EXERCISES TO COMPLETE
1. Reproduce the passage of the Kunekune pig text between "Are Kunekune pigs" and "difficult to find.", inclusive.
2. According to the Kunekune pig text, how long do Kunekune pigs live when they are cared for correctly?

TEXT EXCERPT
Data was gathered by this source and independent research from our website on this post.

How long do Kunekune pigs live?

Kunekune pigs live around 15 to 20 years long when taken care of correctly, so make sure you are prepared to take care of them for a long time. Many pet pigs are abandoned by their parents because of how long they live and how unexpectedly large they grow, please be prepared for this if you purchase a Kunekune pig.

Are Kunekune pigs safe for my children?

Kunekune pigs are very social and loving animals, but just for safety’s sake, I would recommend always watching if your children are with the pig. Kunekune pigs are heavy and could possibly crush your child, especially if they are very young.

How can you get a Kunekune pig?

Kunekune pigs are not the most popular pet, so finding a reputable breeder may be difficult especially if you are not from the United States. If you live in The United States, the American Kunekune Pig Society has a list of breeders who they have registered, you can check it out by clicking this link. There are also breeders for many other countries, they may just be a bit more difficult to find.

If you are from the United Kingdom, there are some more obstacles you may have to hurtle in order to get one. You can start by visiting this link here from the British Kunekune Society.

The legal aspect of keeping Kunekune pigs as pets

If you are purchasing a Kunekune pig, please check your local laws in your area to make sure they even allow you to get them. Some places will require you to get special registrations, especially in the United Kingdom.

Differences between pot-bellied pigs and Kunekune pigs

Kunekune pigs and pot-bellied pigs are the most popular pig breeds to keep as a pet. There are many similarities between the two, but there are also many differences. If you are deciding between these two breeds, continue reading below.

SUPPLIED INFORMATION
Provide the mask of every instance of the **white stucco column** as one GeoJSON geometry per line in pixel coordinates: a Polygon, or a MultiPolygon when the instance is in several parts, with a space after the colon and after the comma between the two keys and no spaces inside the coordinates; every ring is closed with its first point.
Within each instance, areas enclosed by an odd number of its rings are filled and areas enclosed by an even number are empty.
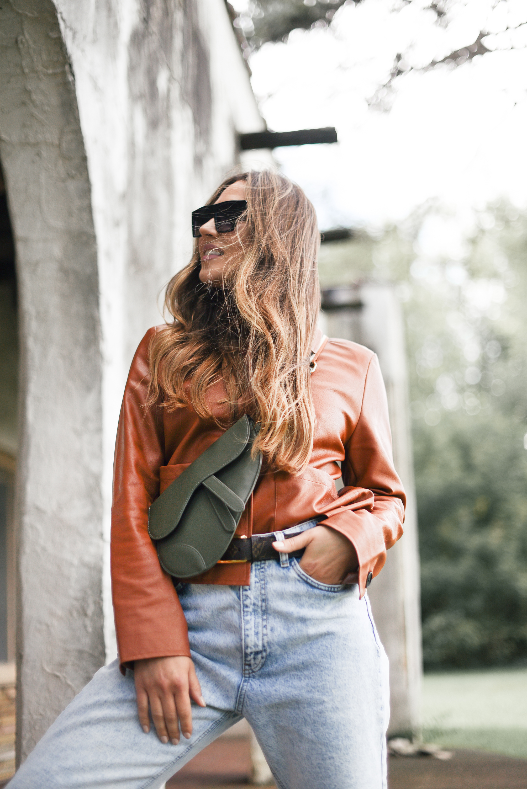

SOLUTIONS
1.
Are Kunekune pigs safe for my children?

Kunekune pigs are very social and loving animals, but just for safety’s sake, I would recommend always watching if your children are with the pig. Kunekune pigs are heavy and could possibly crush your child, especially if they are very young.

How can you get a Kunekune pig?

Kunekune pigs are not the most popular pet, so finding a reputable breeder may be difficult especially if you are not from the United States. If you live in The United States, the American Kunekune Pig Society has a list of breeders who they have registered, you can check it out by clicking this link. There are also breeders for many other countries, they may just be a bit more difficult to find.

2. Around 15 to 20 years.